§ THE REQUEST:
Substitute "pine tree" for "palm tree" in the lines from the one holding "det: rocky cliff" through the end of the data, both ends included. Write out only those lines, with everything else left unchanged.

[Records from a dataset]
########################################

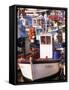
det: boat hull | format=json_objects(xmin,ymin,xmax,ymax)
[{"xmin": 19, "ymin": 62, "xmax": 60, "ymax": 81}]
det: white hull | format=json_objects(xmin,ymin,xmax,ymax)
[{"xmin": 19, "ymin": 62, "xmax": 59, "ymax": 81}]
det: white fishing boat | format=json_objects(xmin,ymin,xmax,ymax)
[
  {"xmin": 19, "ymin": 60, "xmax": 60, "ymax": 81},
  {"xmin": 18, "ymin": 34, "xmax": 60, "ymax": 81}
]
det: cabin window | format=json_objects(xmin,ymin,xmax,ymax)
[
  {"xmin": 41, "ymin": 36, "xmax": 45, "ymax": 44},
  {"xmin": 45, "ymin": 36, "xmax": 51, "ymax": 44}
]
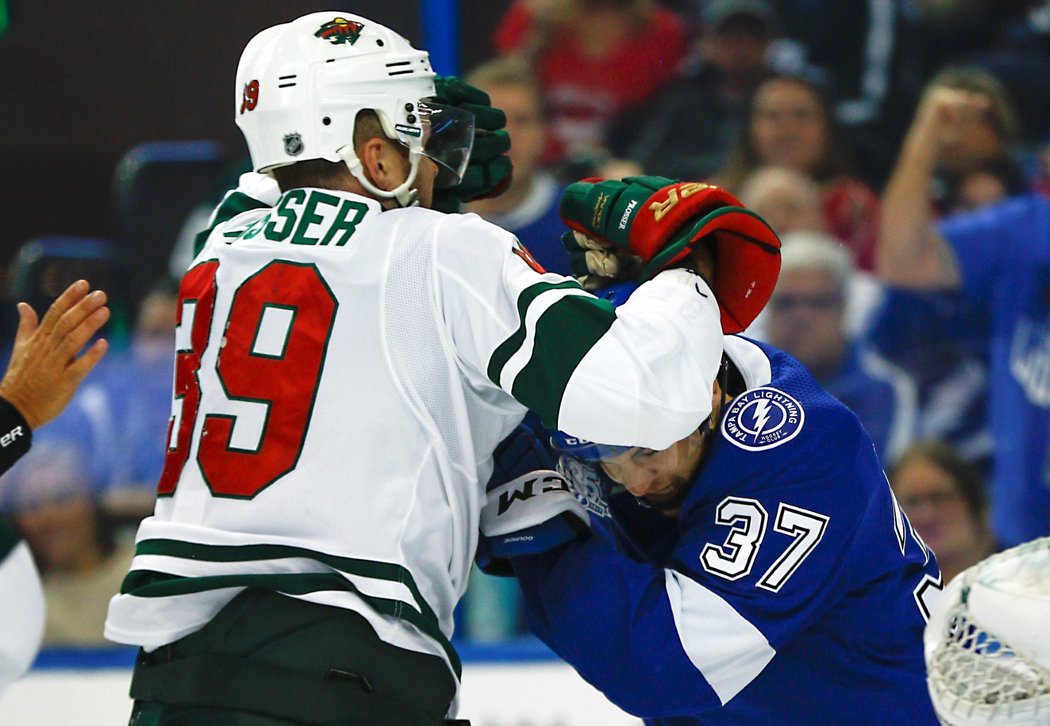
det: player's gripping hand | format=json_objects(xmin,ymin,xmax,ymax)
[
  {"xmin": 560, "ymin": 177, "xmax": 780, "ymax": 333},
  {"xmin": 434, "ymin": 76, "xmax": 512, "ymax": 212},
  {"xmin": 475, "ymin": 470, "xmax": 590, "ymax": 575},
  {"xmin": 0, "ymin": 279, "xmax": 109, "ymax": 430}
]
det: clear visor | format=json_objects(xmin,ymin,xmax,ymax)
[
  {"xmin": 396, "ymin": 100, "xmax": 474, "ymax": 188},
  {"xmin": 550, "ymin": 431, "xmax": 634, "ymax": 462}
]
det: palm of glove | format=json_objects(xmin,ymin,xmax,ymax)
[{"xmin": 434, "ymin": 76, "xmax": 513, "ymax": 212}]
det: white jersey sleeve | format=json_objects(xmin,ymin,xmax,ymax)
[
  {"xmin": 0, "ymin": 541, "xmax": 44, "ymax": 688},
  {"xmin": 436, "ymin": 215, "xmax": 721, "ymax": 449}
]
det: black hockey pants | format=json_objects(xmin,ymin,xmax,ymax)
[{"xmin": 130, "ymin": 588, "xmax": 467, "ymax": 726}]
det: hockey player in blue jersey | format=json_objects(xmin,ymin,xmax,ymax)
[{"xmin": 479, "ymin": 177, "xmax": 942, "ymax": 726}]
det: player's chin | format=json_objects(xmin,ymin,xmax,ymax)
[{"xmin": 645, "ymin": 479, "xmax": 689, "ymax": 516}]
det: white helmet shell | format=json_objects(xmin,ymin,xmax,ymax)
[{"xmin": 234, "ymin": 11, "xmax": 435, "ymax": 195}]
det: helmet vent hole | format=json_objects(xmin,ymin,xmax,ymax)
[{"xmin": 386, "ymin": 61, "xmax": 416, "ymax": 77}]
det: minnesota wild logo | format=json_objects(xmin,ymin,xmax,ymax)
[{"xmin": 314, "ymin": 18, "xmax": 364, "ymax": 45}]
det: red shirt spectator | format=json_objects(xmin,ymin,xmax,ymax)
[{"xmin": 495, "ymin": 0, "xmax": 687, "ymax": 161}]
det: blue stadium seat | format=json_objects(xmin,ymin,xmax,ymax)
[{"xmin": 113, "ymin": 140, "xmax": 231, "ymax": 305}]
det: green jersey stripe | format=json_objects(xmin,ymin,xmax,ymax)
[
  {"xmin": 511, "ymin": 295, "xmax": 616, "ymax": 420},
  {"xmin": 0, "ymin": 515, "xmax": 21, "ymax": 562},
  {"xmin": 128, "ymin": 539, "xmax": 438, "ymax": 623},
  {"xmin": 193, "ymin": 191, "xmax": 270, "ymax": 257},
  {"xmin": 121, "ymin": 569, "xmax": 463, "ymax": 679},
  {"xmin": 488, "ymin": 279, "xmax": 582, "ymax": 386},
  {"xmin": 127, "ymin": 539, "xmax": 447, "ymax": 664},
  {"xmin": 487, "ymin": 281, "xmax": 616, "ymax": 427}
]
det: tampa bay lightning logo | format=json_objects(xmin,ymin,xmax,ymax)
[
  {"xmin": 721, "ymin": 386, "xmax": 805, "ymax": 451},
  {"xmin": 558, "ymin": 456, "xmax": 611, "ymax": 517}
]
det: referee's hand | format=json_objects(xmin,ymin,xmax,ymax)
[{"xmin": 0, "ymin": 279, "xmax": 109, "ymax": 430}]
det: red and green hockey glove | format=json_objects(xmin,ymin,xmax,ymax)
[{"xmin": 561, "ymin": 177, "xmax": 780, "ymax": 333}]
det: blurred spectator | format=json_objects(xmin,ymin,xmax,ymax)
[
  {"xmin": 716, "ymin": 76, "xmax": 879, "ymax": 270},
  {"xmin": 910, "ymin": 0, "xmax": 1050, "ymax": 144},
  {"xmin": 924, "ymin": 67, "xmax": 1025, "ymax": 214},
  {"xmin": 772, "ymin": 0, "xmax": 928, "ymax": 188},
  {"xmin": 464, "ymin": 58, "xmax": 571, "ymax": 274},
  {"xmin": 878, "ymin": 82, "xmax": 1050, "ymax": 546},
  {"xmin": 889, "ymin": 440, "xmax": 995, "ymax": 583},
  {"xmin": 0, "ymin": 430, "xmax": 134, "ymax": 645},
  {"xmin": 738, "ymin": 172, "xmax": 883, "ymax": 339},
  {"xmin": 105, "ymin": 277, "xmax": 179, "ymax": 525},
  {"xmin": 870, "ymin": 67, "xmax": 1025, "ymax": 471},
  {"xmin": 767, "ymin": 232, "xmax": 917, "ymax": 465},
  {"xmin": 495, "ymin": 0, "xmax": 687, "ymax": 161},
  {"xmin": 737, "ymin": 166, "xmax": 827, "ymax": 237},
  {"xmin": 610, "ymin": 0, "xmax": 776, "ymax": 180},
  {"xmin": 943, "ymin": 159, "xmax": 1026, "ymax": 214}
]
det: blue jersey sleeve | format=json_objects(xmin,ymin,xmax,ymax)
[{"xmin": 940, "ymin": 195, "xmax": 1050, "ymax": 303}]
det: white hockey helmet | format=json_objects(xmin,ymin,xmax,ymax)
[{"xmin": 234, "ymin": 12, "xmax": 474, "ymax": 206}]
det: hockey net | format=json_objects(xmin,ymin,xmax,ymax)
[{"xmin": 927, "ymin": 538, "xmax": 1050, "ymax": 726}]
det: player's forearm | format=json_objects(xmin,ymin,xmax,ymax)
[
  {"xmin": 876, "ymin": 103, "xmax": 959, "ymax": 290},
  {"xmin": 0, "ymin": 397, "xmax": 33, "ymax": 474},
  {"xmin": 513, "ymin": 539, "xmax": 720, "ymax": 719}
]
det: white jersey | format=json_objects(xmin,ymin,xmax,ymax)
[
  {"xmin": 106, "ymin": 177, "xmax": 720, "ymax": 672},
  {"xmin": 0, "ymin": 527, "xmax": 44, "ymax": 689}
]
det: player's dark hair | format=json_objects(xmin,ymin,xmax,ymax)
[
  {"xmin": 889, "ymin": 440, "xmax": 988, "ymax": 527},
  {"xmin": 272, "ymin": 108, "xmax": 408, "ymax": 191}
]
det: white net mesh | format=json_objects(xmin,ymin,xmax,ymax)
[{"xmin": 927, "ymin": 538, "xmax": 1050, "ymax": 726}]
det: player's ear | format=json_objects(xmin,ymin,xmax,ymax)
[{"xmin": 357, "ymin": 137, "xmax": 405, "ymax": 191}]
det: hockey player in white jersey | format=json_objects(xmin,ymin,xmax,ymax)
[{"xmin": 106, "ymin": 12, "xmax": 779, "ymax": 726}]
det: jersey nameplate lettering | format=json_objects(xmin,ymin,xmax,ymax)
[{"xmin": 233, "ymin": 189, "xmax": 369, "ymax": 247}]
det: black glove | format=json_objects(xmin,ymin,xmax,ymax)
[{"xmin": 434, "ymin": 76, "xmax": 512, "ymax": 212}]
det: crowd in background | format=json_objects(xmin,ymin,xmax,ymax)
[{"xmin": 0, "ymin": 0, "xmax": 1050, "ymax": 645}]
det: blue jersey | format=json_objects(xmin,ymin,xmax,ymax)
[
  {"xmin": 941, "ymin": 195, "xmax": 1050, "ymax": 546},
  {"xmin": 503, "ymin": 336, "xmax": 941, "ymax": 726}
]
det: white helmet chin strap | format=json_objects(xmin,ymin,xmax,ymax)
[{"xmin": 336, "ymin": 144, "xmax": 423, "ymax": 207}]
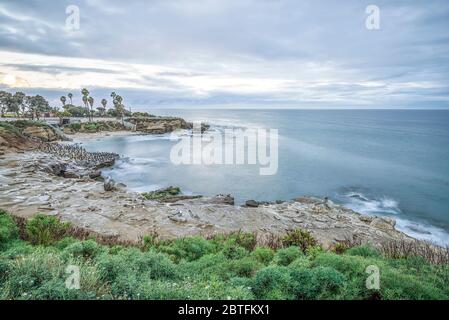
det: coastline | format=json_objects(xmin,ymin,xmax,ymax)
[{"xmin": 0, "ymin": 131, "xmax": 412, "ymax": 248}]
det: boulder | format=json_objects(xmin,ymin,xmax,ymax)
[
  {"xmin": 245, "ymin": 200, "xmax": 259, "ymax": 208},
  {"xmin": 103, "ymin": 177, "xmax": 117, "ymax": 191},
  {"xmin": 23, "ymin": 125, "xmax": 59, "ymax": 141},
  {"xmin": 370, "ymin": 217, "xmax": 396, "ymax": 230}
]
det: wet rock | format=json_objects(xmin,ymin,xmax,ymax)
[
  {"xmin": 205, "ymin": 194, "xmax": 234, "ymax": 206},
  {"xmin": 103, "ymin": 177, "xmax": 117, "ymax": 191},
  {"xmin": 370, "ymin": 217, "xmax": 396, "ymax": 230},
  {"xmin": 89, "ymin": 170, "xmax": 101, "ymax": 179},
  {"xmin": 245, "ymin": 200, "xmax": 259, "ymax": 208},
  {"xmin": 38, "ymin": 161, "xmax": 67, "ymax": 176},
  {"xmin": 63, "ymin": 169, "xmax": 81, "ymax": 179}
]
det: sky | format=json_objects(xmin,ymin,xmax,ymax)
[{"xmin": 0, "ymin": 0, "xmax": 449, "ymax": 110}]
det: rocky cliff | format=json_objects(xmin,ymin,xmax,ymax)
[{"xmin": 127, "ymin": 117, "xmax": 209, "ymax": 134}]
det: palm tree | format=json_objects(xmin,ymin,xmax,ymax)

########################################

§ EXERCISE ANSWER:
det: rocky cliff | format=json_objects(xmin,ymin,xmax,ymax)
[{"xmin": 127, "ymin": 117, "xmax": 209, "ymax": 134}]
det: pine tree | format=json_objects(xmin,ymin,xmax,ymax)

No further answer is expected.